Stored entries
☆ ☆ ☆ ☆

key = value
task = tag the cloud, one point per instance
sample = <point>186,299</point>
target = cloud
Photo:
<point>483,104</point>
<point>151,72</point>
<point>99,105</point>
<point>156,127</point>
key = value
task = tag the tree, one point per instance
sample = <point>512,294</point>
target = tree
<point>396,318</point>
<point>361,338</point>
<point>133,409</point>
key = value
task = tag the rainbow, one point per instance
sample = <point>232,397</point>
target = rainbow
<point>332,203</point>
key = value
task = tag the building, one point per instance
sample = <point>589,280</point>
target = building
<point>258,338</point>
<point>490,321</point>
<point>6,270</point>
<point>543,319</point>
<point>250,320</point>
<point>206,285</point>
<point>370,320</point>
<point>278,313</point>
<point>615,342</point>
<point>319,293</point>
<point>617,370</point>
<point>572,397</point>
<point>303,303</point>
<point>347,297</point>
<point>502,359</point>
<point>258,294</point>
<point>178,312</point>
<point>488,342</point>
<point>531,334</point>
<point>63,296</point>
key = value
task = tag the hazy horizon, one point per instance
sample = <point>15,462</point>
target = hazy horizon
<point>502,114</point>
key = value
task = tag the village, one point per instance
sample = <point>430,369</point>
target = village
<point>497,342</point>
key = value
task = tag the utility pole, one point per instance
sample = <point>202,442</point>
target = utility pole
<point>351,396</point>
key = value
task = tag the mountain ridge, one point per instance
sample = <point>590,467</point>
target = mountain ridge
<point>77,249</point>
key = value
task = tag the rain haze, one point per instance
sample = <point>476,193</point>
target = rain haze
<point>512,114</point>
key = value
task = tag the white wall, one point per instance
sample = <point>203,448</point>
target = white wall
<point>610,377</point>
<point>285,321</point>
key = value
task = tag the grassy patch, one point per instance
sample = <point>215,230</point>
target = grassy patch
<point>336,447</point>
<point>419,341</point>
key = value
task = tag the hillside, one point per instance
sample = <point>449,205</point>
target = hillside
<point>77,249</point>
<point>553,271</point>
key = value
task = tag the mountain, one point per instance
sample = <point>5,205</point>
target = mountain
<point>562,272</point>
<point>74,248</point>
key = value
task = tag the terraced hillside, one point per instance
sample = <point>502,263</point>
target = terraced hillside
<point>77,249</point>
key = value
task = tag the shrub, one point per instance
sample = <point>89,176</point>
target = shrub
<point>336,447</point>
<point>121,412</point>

☆ ☆ ☆ ☆

- Task requirements
Your job is to write out the data exactly as it stands.

- Solution to this task
key = value
task = tag the cloud, one point per instance
sample = <point>186,299</point>
target = cloud
Photo:
<point>483,104</point>
<point>151,72</point>
<point>99,105</point>
<point>156,127</point>
key = value
task = tag the tree, one point per instance
sample = <point>512,294</point>
target = tree
<point>396,318</point>
<point>361,338</point>
<point>133,409</point>
key = value
task = tag the rainbow, one point per instance
sample = <point>232,397</point>
target = rainbow
<point>332,203</point>
key = value
task = tag the building, one point per instance
sample = <point>589,280</point>
target = building
<point>258,338</point>
<point>490,321</point>
<point>6,270</point>
<point>543,319</point>
<point>250,320</point>
<point>206,285</point>
<point>370,320</point>
<point>278,313</point>
<point>615,342</point>
<point>319,293</point>
<point>617,370</point>
<point>572,397</point>
<point>303,303</point>
<point>347,297</point>
<point>502,359</point>
<point>258,294</point>
<point>178,312</point>
<point>488,342</point>
<point>531,334</point>
<point>63,296</point>
key = value
task = tag the hazy horizon, one point per instance
sample = <point>15,462</point>
target = hazy horizon
<point>502,114</point>
key = value
task = tag the village, one point per instance
sample = <point>430,369</point>
target = village
<point>497,342</point>
key = value
task = tag the utility pole, one point per instance
sample = <point>202,442</point>
target = utility pole
<point>351,396</point>
key = value
task = tag the mountain ridge, one point per instance
sample = <point>590,467</point>
target = mountain ridge
<point>77,249</point>
key = value
task = tag the rain haze, one point per instance
sample = <point>476,193</point>
target = rain haze
<point>512,114</point>
key = value
task = tag the white wall, one point per instance
sample = <point>203,448</point>
target = white wall
<point>610,377</point>
<point>285,321</point>
key = value
task = tag the grassy patch, one point per instance
sample = <point>215,230</point>
target = grassy patch
<point>336,447</point>
<point>419,341</point>
key = value
task = tag the hillside, one point per instance
sample = <point>449,205</point>
target = hillside
<point>77,249</point>
<point>553,271</point>
key = value
task = tag the mountain, one point per instance
sample = <point>5,205</point>
target = mountain
<point>562,272</point>
<point>74,248</point>
key = value
task = tag the terraced hillside, one point per instance
sample = <point>502,263</point>
target = terraced hillside
<point>77,249</point>
key = value
task = tag the shrub, one point per instance
sample = <point>89,176</point>
target = shrub
<point>336,447</point>
<point>121,412</point>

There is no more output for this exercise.